Data entries:
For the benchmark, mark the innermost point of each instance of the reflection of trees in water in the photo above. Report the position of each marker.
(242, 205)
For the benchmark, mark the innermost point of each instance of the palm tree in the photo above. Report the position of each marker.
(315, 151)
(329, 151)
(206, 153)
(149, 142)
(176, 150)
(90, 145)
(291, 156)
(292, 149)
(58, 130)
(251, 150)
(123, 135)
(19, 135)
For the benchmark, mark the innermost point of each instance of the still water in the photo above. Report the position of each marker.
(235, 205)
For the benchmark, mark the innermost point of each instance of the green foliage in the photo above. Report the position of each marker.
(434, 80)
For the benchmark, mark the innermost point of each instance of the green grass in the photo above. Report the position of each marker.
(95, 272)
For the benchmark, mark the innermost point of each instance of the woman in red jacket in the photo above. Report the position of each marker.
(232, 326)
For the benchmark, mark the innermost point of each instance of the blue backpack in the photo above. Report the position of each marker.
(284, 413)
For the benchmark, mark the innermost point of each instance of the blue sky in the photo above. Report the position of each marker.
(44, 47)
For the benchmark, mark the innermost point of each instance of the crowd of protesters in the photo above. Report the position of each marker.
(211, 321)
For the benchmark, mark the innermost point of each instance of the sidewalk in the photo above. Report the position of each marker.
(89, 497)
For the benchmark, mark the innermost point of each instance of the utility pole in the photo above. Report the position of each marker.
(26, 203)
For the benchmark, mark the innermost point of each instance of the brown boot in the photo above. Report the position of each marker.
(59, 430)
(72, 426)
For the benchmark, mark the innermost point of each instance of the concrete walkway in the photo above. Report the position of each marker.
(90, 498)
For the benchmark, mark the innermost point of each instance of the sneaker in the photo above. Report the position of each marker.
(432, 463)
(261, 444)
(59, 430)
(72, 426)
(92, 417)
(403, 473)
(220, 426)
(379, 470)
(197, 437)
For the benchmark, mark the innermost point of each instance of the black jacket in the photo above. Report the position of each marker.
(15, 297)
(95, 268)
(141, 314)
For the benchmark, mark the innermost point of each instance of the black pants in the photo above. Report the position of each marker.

» **EXERCISE GOAL**: Please render every line of the records above as a Markdown table with the columns Row and Line, giving each line its row number and leaving out blank lines.

» **SOLUTION TO THIS PROBLEM**:
| Row | Line |
|---|---|
| 1 | For the benchmark, mark the innermost point of each instance of the reflection of trees in water in the photo above. Report the position of each marker. |
| 2 | (242, 205) |
| 3 | For the benchmark, mark the innermost point of each instance of the palm tree in the photo above. Report the position of each marker. |
| 4 | (315, 151) |
| 5 | (329, 151) |
| 6 | (206, 153) |
| 7 | (149, 142) |
| 8 | (176, 150) |
| 9 | (90, 145) |
| 10 | (291, 156) |
| 11 | (292, 149) |
| 12 | (58, 130) |
| 13 | (251, 150) |
| 14 | (123, 135) |
| 15 | (19, 135) |
| 16 | For the benchmark, mark the innermost point of each instance of the still water in the photo above. Report the position of each marker. |
| 17 | (235, 205) |
| 18 | For the benchmark, mark the innermost point of each instance of the green foliage in the photo above. Report the position of each marker. |
| 19 | (434, 80) |
| 20 | For the benchmark, mark the innermost point of each instance of the green grass in the photo above. Report the position of each marker. |
| 21 | (95, 272) |
| 22 | For the benchmark, mark the innermost point of each instance of the woman in red jacket in the photo above. Report the position of each marker. |
| 23 | (232, 326) |
| 24 | For the benchmark, mark the innermost point of each instance of the blue backpack in the photo above. Report the position of each marker. |
| 25 | (284, 413) |
| 26 | For the benchmark, mark the innermost point of each instance of the blue sky in the photo above. Report the position of each marker. |
| 27 | (44, 47) |
| 28 | For the benchmark, mark the innermost point of each instance of the crowd of protesters in the photo above. Report the position of each marker. |
| 29 | (211, 321) |
| 30 | For the benchmark, mark the innermost point of each instance of the sidewalk in the photo above. Report the position of each marker. |
| 31 | (89, 497) |
| 32 | For the benchmark, mark the innermost point of each instance of the utility pole in the photo above. Report the position of each marker. |
| 33 | (26, 203) |
| 34 | For the benchmark, mark the innermost point of each instance of the brown boot in the photo above. Report the position of each marker. |
| 35 | (59, 430) |
| 36 | (72, 426) |
| 37 | For the benchmark, mark the innermost point of each instance of the concrete walkway in the photo above. Report the position of each marker. |
| 38 | (90, 498) |
| 39 | For the benchmark, mark the innermost point of each instance of the sneaker in the photo above. Report the position of each marker. |
| 40 | (432, 463) |
| 41 | (261, 444) |
| 42 | (59, 430) |
| 43 | (72, 426) |
| 44 | (92, 417) |
| 45 | (403, 473) |
| 46 | (220, 426) |
| 47 | (379, 470) |
| 48 | (197, 437) |
| 49 | For the benchmark, mark the innermost point of each instance of the black jacket in the photo above. Report the position of each marker. |
| 50 | (15, 297) |
| 51 | (95, 268) |
| 52 | (141, 314) |
| 53 | For the benchmark, mark the innermost point of each instance of the black pants in the photo above. Report the position of each marker. |